## What this task involves:
Using the data below, repeat all of it precisely.
### Records supplied ###
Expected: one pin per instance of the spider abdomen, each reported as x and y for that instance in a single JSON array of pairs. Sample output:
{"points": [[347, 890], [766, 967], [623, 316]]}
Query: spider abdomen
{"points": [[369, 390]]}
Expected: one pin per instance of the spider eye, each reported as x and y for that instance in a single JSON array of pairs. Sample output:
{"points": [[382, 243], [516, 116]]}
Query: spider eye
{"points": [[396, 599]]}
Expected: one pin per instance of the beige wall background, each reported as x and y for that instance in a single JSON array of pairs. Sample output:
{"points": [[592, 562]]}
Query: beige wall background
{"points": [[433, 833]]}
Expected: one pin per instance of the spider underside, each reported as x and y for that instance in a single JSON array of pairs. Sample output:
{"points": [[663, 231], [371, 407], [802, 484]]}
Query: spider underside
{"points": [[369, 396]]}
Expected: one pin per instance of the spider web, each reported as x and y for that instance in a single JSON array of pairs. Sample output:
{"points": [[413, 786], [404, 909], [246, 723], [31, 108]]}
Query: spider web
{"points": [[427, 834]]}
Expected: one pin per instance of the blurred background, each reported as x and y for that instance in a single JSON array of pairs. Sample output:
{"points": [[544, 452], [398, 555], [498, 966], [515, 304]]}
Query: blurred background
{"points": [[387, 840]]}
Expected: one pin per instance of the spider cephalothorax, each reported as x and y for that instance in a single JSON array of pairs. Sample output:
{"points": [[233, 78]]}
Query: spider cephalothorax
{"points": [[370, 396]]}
###
## Result for this exercise:
Expected: one pin per instance of the spider abdomen, each reported as x and y for that instance in a single JSON array of pairs. Sample output:
{"points": [[347, 890], [766, 967], [623, 316]]}
Query: spider abdomen
{"points": [[369, 390]]}
Expected: one pin per instance of the spider eye, each reported as x and y for that instance in a single JSON array of pairs. Sample output:
{"points": [[382, 243], [516, 116]]}
Query: spider eye
{"points": [[396, 599]]}
Expected: one pin per instance of the beige wall background, each reported as x and y for that instance in a single JSON array of pairs. Sample output:
{"points": [[592, 562]]}
Query: beige wall background
{"points": [[433, 833]]}
Expected: one pin per instance of the spider underside, each reported as x and y for that instance in a single JSON array of pairs. Sample output:
{"points": [[663, 231], [371, 407], [802, 484]]}
Query: spider underside
{"points": [[369, 396]]}
Expected: one pin per instance of the spider web, each reported as x and y for that instance in a single JSON array of pairs. Sample output:
{"points": [[413, 786], [404, 909], [246, 723], [31, 108]]}
Query: spider web
{"points": [[427, 834]]}
Expected: one pin per instance of the blurred background, each reported as x and y for that instance in a single JSON array of pairs. Sample output:
{"points": [[544, 452], [398, 555], [498, 966], [515, 304]]}
Query: blurred background
{"points": [[387, 840]]}
Expected: one pin per instance of the spider cephalothorax, each reported as x and y for that instance in a single JSON array of pairs. Sample output:
{"points": [[233, 78]]}
Query: spider cephalothorax
{"points": [[370, 396]]}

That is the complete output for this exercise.